SHORT EXERCISE:
Rewrite the stretch from the line containing "written like (139,268)." through the end of the records as a Markdown table with the columns Row and Line, one row per line and blank lines omitted.

-- Start DATA FOR PROCESSING --

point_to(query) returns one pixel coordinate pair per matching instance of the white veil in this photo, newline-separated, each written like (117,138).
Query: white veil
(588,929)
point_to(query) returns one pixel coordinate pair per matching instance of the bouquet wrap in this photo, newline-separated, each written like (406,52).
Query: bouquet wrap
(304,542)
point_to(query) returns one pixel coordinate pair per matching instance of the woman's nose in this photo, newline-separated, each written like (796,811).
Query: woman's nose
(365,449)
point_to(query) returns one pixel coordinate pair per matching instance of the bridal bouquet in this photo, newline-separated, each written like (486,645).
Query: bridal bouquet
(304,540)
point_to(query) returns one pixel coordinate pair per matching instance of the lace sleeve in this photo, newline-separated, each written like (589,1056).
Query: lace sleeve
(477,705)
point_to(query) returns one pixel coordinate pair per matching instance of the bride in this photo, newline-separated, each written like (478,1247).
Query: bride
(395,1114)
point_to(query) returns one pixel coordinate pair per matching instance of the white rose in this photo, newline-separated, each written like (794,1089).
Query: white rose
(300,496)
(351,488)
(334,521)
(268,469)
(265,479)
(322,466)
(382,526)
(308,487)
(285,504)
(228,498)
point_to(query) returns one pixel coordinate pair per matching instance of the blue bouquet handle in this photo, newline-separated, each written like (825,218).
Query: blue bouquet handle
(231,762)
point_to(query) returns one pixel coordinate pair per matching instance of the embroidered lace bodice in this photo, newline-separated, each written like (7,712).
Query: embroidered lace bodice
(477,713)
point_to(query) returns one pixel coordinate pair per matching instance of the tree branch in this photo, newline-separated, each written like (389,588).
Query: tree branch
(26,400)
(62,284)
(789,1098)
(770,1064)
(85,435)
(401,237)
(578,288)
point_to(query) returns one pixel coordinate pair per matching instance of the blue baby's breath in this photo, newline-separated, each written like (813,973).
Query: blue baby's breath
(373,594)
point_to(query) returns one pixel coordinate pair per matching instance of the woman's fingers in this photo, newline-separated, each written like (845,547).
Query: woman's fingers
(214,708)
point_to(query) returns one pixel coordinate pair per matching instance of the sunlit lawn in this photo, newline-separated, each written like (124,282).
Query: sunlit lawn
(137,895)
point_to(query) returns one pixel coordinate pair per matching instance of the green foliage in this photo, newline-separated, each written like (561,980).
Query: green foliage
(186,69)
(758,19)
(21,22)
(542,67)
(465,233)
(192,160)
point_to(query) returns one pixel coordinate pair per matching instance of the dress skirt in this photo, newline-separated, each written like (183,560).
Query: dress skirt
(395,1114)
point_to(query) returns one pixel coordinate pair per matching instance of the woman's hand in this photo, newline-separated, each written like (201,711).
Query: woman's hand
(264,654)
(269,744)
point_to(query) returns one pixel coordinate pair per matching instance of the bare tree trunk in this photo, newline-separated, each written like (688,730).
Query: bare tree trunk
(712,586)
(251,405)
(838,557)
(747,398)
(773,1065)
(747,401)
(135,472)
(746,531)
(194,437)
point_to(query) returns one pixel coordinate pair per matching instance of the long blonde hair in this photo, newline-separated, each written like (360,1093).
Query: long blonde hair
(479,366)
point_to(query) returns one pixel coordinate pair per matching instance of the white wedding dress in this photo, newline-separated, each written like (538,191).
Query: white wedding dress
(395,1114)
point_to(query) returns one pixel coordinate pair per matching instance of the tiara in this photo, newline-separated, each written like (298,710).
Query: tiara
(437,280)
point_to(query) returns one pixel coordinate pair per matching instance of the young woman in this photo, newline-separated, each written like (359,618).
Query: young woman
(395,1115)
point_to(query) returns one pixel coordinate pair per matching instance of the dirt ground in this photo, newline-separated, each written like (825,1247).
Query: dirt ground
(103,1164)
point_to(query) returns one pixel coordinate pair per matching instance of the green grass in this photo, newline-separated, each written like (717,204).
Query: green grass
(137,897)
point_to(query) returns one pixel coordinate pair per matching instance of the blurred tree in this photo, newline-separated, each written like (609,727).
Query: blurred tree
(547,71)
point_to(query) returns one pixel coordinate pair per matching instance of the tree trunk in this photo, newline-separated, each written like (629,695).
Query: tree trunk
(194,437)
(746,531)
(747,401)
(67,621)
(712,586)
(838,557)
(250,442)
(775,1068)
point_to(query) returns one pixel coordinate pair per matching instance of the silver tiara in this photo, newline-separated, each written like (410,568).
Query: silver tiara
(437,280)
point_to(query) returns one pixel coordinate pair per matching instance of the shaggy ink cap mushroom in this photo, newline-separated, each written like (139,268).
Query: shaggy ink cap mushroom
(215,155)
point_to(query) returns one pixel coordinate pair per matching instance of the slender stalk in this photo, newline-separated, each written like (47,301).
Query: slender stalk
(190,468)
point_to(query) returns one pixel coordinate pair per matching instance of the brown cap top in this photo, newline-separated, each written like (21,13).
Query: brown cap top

-- End DATA FOR PROCESSING --

RESPONSE TO THE EXERCISE:
| Row | Line |
|---|---|
| 1 | point_to(query) returns one pixel coordinate pair per matching instance of the shaggy ink cap mushroom in this photo, newline-separated, each written like (139,268). |
| 2 | Query: shaggy ink cap mushroom |
| 3 | (215,155) |
| 4 | point_to(query) returns one pixel coordinate pair per matching instance of the slender stalk in this photo, newline-separated, each written like (47,301). |
| 5 | Query: slender stalk |
| 6 | (190,468) |
| 7 | point_to(query) returns one pixel coordinate pair per matching instance of the brown cap top in this photo, newline-separated, each written like (21,13). |
| 8 | Query: brown cap top |